Record set
------------

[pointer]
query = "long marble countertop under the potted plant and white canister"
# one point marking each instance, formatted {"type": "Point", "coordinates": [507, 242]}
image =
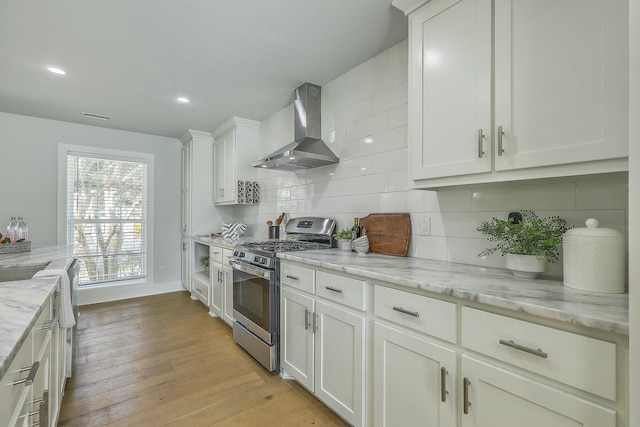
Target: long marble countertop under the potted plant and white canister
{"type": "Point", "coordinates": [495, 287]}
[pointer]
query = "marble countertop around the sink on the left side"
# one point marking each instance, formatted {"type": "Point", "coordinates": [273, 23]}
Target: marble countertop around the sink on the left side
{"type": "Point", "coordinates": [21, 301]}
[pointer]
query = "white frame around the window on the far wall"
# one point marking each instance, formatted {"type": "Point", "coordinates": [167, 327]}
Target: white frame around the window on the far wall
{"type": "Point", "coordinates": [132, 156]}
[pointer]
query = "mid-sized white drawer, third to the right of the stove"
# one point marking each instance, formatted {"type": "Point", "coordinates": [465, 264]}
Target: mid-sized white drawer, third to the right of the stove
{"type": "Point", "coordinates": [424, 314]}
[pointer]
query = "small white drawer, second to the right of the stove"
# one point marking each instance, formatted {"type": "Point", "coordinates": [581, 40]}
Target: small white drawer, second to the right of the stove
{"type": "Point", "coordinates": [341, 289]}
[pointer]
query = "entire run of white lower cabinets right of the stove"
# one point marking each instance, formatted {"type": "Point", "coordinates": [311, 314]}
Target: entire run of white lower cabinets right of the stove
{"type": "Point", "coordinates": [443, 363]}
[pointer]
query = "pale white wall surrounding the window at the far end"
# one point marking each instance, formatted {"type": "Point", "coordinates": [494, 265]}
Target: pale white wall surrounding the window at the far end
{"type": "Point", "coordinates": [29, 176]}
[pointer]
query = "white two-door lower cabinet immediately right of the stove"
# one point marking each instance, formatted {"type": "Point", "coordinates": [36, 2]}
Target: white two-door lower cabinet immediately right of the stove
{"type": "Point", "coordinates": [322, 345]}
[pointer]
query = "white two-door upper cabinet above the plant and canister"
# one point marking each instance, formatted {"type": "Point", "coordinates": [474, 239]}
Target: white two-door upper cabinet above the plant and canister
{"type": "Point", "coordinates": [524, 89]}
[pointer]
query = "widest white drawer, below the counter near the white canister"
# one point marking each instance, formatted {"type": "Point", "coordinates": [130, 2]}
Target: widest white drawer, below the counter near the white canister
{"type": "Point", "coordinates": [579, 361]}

------------

About this exercise
Pictures stay out; everything else in the listing above is to be repeated exactly.

Output for this exercise
[pointer]
query = "long marble countertop under the potted plant and white canister"
# one point marking each instance, formatted {"type": "Point", "coordinates": [507, 242]}
image =
Target: long marble countertop under the potted plant and white canister
{"type": "Point", "coordinates": [495, 287]}
[pointer]
query = "marble countertop around the sink on the left side"
# one point marking each instance, formatted {"type": "Point", "coordinates": [273, 23]}
Target: marble countertop around the sink on the left side
{"type": "Point", "coordinates": [21, 301]}
[pointer]
query = "white frame around the window on the far wall"
# one point marking each instance, formatted {"type": "Point", "coordinates": [167, 327]}
Target: white frame around the window on the far wall
{"type": "Point", "coordinates": [132, 156]}
[pointer]
query = "mid-sized white drawer, third to the right of the stove"
# one point marking each instance, formatted {"type": "Point", "coordinates": [465, 264]}
Target: mid-sized white drawer, third to the right of the stove
{"type": "Point", "coordinates": [424, 314]}
[pointer]
query = "small white drawer, second to the right of the stove"
# one point marking each instance, formatted {"type": "Point", "coordinates": [581, 40]}
Target: small white drawer, second to the right of the stove
{"type": "Point", "coordinates": [341, 289]}
[pointer]
query = "entire run of white lower cabinets right of the stove"
# one point marking each instance, formatted {"type": "Point", "coordinates": [311, 314]}
Target: entire run of white lower cabinets right of the stove
{"type": "Point", "coordinates": [443, 363]}
[pointer]
query = "pale white wall surrounding the window at the far end"
# one point marking each instance, formatted {"type": "Point", "coordinates": [494, 265]}
Target: pale white wall surrounding the window at the far end
{"type": "Point", "coordinates": [29, 176]}
[pointer]
query = "white two-door lower cabinet immediately right of the stove"
# one point marking each instance, formatted {"type": "Point", "coordinates": [36, 2]}
Target: white two-door lower cabinet immediately right of the stove
{"type": "Point", "coordinates": [322, 345]}
[pointer]
query = "white two-door upper cabinet above the plant and canister"
# one point marking each instance, formatted {"type": "Point", "coordinates": [474, 239]}
Target: white two-door upper cabinet above the plant and canister
{"type": "Point", "coordinates": [524, 89]}
[pointer]
query = "widest white drawer, below the counter near the white canister"
# one point marking each instance, formatted {"type": "Point", "coordinates": [130, 2]}
Target: widest white drawer, below the counter near the white canister
{"type": "Point", "coordinates": [579, 361]}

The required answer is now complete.